• Exercise goal:
Exactly repeat the material, dropping every picture from the copy.
——
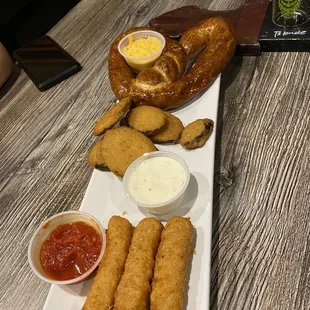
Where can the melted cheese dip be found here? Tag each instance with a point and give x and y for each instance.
(142, 47)
(156, 180)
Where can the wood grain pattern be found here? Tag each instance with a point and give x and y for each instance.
(260, 257)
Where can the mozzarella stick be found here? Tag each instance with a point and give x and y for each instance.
(171, 266)
(134, 288)
(111, 267)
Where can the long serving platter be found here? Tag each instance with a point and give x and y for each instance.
(104, 198)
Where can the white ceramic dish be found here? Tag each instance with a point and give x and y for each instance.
(105, 197)
(164, 207)
(140, 63)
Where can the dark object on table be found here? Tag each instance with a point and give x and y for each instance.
(273, 38)
(247, 20)
(22, 21)
(46, 63)
(254, 28)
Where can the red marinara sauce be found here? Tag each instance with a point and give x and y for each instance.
(70, 250)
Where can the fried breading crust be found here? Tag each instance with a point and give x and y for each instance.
(112, 116)
(134, 289)
(101, 294)
(197, 133)
(146, 119)
(170, 132)
(171, 265)
(120, 147)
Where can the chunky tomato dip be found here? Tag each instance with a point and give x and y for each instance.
(70, 250)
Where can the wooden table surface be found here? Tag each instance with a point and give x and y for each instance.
(260, 255)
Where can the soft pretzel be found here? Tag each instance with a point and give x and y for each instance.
(164, 85)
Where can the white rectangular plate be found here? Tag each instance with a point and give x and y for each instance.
(105, 197)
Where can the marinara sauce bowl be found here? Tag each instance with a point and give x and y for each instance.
(44, 231)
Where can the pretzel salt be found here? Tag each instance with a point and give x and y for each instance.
(165, 85)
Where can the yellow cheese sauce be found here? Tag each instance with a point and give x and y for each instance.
(156, 180)
(142, 47)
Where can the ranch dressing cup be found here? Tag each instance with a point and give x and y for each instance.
(157, 181)
(140, 63)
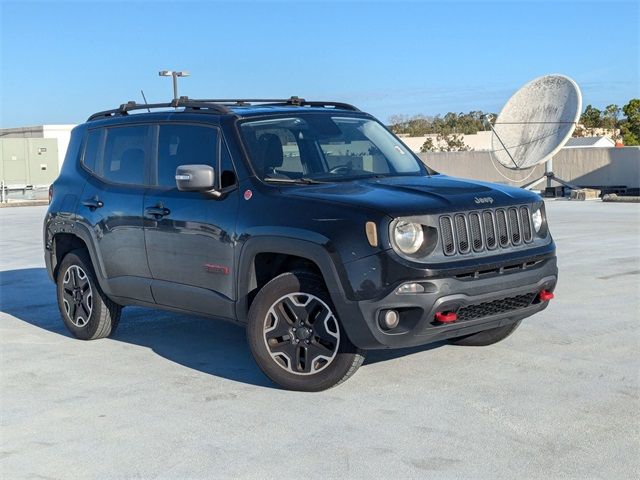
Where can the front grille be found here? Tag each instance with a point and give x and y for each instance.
(462, 234)
(495, 307)
(446, 233)
(526, 224)
(486, 230)
(514, 226)
(503, 235)
(476, 233)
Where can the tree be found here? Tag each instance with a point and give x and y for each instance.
(591, 118)
(452, 143)
(611, 116)
(428, 146)
(630, 128)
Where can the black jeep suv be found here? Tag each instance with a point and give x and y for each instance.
(308, 222)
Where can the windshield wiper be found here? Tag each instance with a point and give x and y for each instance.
(301, 180)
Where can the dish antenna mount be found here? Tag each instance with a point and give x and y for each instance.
(535, 124)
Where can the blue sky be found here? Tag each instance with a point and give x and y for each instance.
(61, 61)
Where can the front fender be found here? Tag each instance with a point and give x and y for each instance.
(314, 247)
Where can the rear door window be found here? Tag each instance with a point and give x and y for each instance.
(125, 155)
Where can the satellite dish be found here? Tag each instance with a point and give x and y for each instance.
(535, 124)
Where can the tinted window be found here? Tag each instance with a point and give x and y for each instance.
(124, 155)
(227, 171)
(184, 145)
(93, 150)
(325, 148)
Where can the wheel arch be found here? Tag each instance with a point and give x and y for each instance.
(64, 241)
(263, 258)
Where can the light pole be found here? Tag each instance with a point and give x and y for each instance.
(175, 75)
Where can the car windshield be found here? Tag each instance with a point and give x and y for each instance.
(320, 147)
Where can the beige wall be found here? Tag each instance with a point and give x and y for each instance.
(476, 141)
(582, 166)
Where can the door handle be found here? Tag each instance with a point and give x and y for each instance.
(158, 211)
(93, 203)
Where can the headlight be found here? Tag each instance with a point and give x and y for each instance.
(536, 217)
(408, 236)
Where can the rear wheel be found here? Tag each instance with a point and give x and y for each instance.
(86, 311)
(295, 335)
(486, 337)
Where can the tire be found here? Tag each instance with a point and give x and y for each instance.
(486, 337)
(295, 337)
(86, 311)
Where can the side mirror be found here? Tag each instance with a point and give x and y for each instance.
(195, 178)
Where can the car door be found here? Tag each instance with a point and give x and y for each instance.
(117, 163)
(189, 236)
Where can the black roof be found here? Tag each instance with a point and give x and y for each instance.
(238, 107)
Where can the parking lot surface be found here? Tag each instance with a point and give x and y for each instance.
(174, 396)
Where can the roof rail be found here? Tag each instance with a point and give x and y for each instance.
(291, 101)
(185, 102)
(217, 105)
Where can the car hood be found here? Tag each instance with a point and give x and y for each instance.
(415, 195)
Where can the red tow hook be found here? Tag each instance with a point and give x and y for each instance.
(545, 295)
(446, 317)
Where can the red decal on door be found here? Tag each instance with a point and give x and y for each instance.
(213, 268)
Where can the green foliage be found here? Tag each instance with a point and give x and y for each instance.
(451, 123)
(611, 116)
(591, 118)
(445, 143)
(453, 143)
(428, 146)
(630, 128)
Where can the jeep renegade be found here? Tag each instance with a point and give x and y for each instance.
(307, 222)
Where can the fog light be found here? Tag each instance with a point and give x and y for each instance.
(390, 320)
(410, 288)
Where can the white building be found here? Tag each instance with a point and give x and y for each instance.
(589, 142)
(61, 133)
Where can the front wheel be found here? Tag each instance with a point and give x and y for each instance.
(296, 337)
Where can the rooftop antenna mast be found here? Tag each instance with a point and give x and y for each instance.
(535, 124)
(145, 100)
(174, 75)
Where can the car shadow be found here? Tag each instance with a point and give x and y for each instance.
(214, 347)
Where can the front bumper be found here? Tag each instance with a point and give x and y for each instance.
(493, 301)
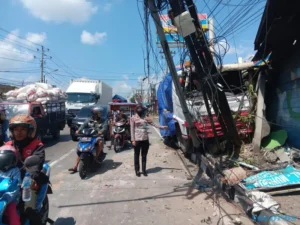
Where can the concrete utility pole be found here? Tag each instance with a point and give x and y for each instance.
——
• Reply to the exercise:
Where can the melted cheese dip be found here? Tag each instance with a point and give x and y for each instance.
(142, 47)
(156, 180)
Where can the wood grain pattern be found here? Tag each instance with a point and give x and y for each instance.
(260, 257)
Where can the mozzarella stick be found here? Tag each instance with a point and give x and y for each instance.
(171, 266)
(134, 288)
(111, 267)
Where can the long serving platter be found here? Tag each instance with a point and give x and y for each instance.
(104, 198)
Where can the white ceramic dish be found here? Tag each instance with a point and give x and y for each instance.
(105, 197)
(164, 207)
(140, 63)
Where can the dark object on table be found here? Tag each instance with a point and give x and y for each instance.
(273, 38)
(247, 20)
(22, 21)
(46, 63)
(254, 28)
Where can the red marinara sauce be found here? Tag each instance with a point and give x and y for each instance.
(70, 250)
Where can the fried breading crust be found here? Tag each instance with a point and give x and y for each instance.
(112, 116)
(134, 289)
(101, 294)
(197, 133)
(146, 119)
(170, 132)
(171, 265)
(120, 147)
Where can the chunky tomato dip be found here? Tag each instance with a point and give x and y for each instance.
(70, 250)
Where can the wooden table surface be found here? Tag each instance with a point and give x and y for each instance.
(260, 255)
Where can the soft pretzel be found here? Tag each instance with a point and give x and y for each instance.
(164, 85)
Where can the white rectangular plate be found here? Tag each instance with a point and give x and y for each instance.
(105, 197)
Where can the marinara sauce bowl be found here? Tag each instance with a point and give x and y for each instance.
(44, 231)
Where can the pretzel salt be found here? Tag each instance with a point and give x and y for each instance.
(165, 85)
Where can the yellow cheese sauce be found here? Tag each instance with a point and give x and y for each instance.
(156, 180)
(142, 47)
Where can the ranch dressing cup be found here? Tag each instance with a point and give x and y for each instance.
(157, 181)
(140, 63)
Where can the front grille be found here? Tag each instance with a point and give x and y for each instance.
(462, 234)
(495, 307)
(446, 233)
(526, 224)
(486, 230)
(514, 226)
(503, 235)
(476, 233)
Where can the tree be found here? Tag each instance with a point and give x and y for each instance.
(591, 118)
(452, 143)
(611, 116)
(428, 146)
(630, 128)
Where can the black jeep suv be found here? Tag each instance with a point and give x and y for each instance.
(308, 222)
Where can the windshield wiper be found here? Tag each instance with a point and give x and y for each instance.
(301, 180)
Where can the dish antenna mount be found here? Tag each instance with a point and give x and y for each instance.
(535, 124)
Where can the blue sky be found here? Tag each instance with a point and give x and y for each instance.
(61, 61)
Where can the front fender be found here? Tag each instance with a point and give x and y for each instance.
(314, 247)
Where can the rear door window be found here? Tag each instance with a point and give x and y for each instance.
(125, 155)
Where can the satellite dish be found here? Tag each instance with a point and give x and y for each instance.
(535, 124)
Where can the tinted window be found here? Tag each instance with a point and give x and y for each instance.
(124, 155)
(227, 171)
(184, 145)
(93, 150)
(325, 148)
Where can the wheel arch be found here? Tag each instance with a point and give x and y for each instance.
(64, 241)
(263, 258)
Where can the light pole be found here? Tag each instance with a point and give x and y for each instance.
(175, 75)
Where can the car windshield be found here? Tag each instance with a point and give x and y for each instance.
(320, 147)
Where can the beige wall be found here? Tag each instance with a point and give x and y for each instance.
(476, 141)
(582, 166)
Where can the door handle be found here? Tag each instance with a point and give x and y for each instance.
(158, 211)
(93, 203)
Where can the headlight be found here? Tag each instance with a point and give x and y for each instance.
(536, 217)
(408, 236)
Where can the rear wheel be found here? Tag each instance with a point and give x and y for each instance.
(86, 311)
(295, 335)
(486, 337)
Where can the tire be found here? Tag each instance with a point and give x and y for each instance.
(486, 337)
(295, 337)
(86, 311)
Where can the side mirror be found here? Tag each instance with a point and give x and y for each instance.
(195, 178)
Where can the car door be found here? Tag each instance with a point and give x and y for each instance.
(117, 163)
(189, 236)
Where can the black roof be found here? Tag each instance with a point and give x and y for each instance.
(238, 107)
Where can the parking lot surface be found here? Tag each instance with a point and give x and y for each instance.
(174, 396)
Where can the roof rail be found here? Tag each instance with a point and give x and y for each instance.
(291, 101)
(185, 102)
(217, 105)
Where can the car hood be found here? Tag each instance with a point and give x and y for each instance.
(415, 195)
Where can the red tow hook be found here? Tag each instance with a point and give x and y for each instance.
(545, 295)
(446, 317)
Where can the red decal on door be found here? Tag each instance with a point and give x and y for each instance.
(213, 268)
Where can the green foliage be found here? Tag each instance with a point and give x and y for each instance.
(451, 123)
(611, 116)
(591, 118)
(445, 143)
(453, 143)
(428, 146)
(630, 128)
Where can the jeep renegade be found here? Tag each instance with a point and give x and y for each instance.
(307, 222)
Where can the fog light be found here? Tag each instance with a point and give x and y for each instance.
(390, 320)
(410, 288)
Where can the white building be found here? Tag each instance with a point and give x and y for each instance.
(589, 142)
(61, 133)
Where can the front wheel be found here? Tag each instance with a point and give x and y for each instance.
(296, 337)
Where can the rooftop antenna mast be found here? Tag each instance with a point and give x and y for each instance.
(535, 124)
(145, 100)
(174, 75)
Where can the car shadow be found here? Tag each instance with a point and give x and y for each instance.
(214, 347)
Where can the front bumper be found here? Tag each instance with a point and give x and y for each instance.
(493, 301)
Where can the concrete utility pole be found here? Tag each instance with a point and give x and y for each instance.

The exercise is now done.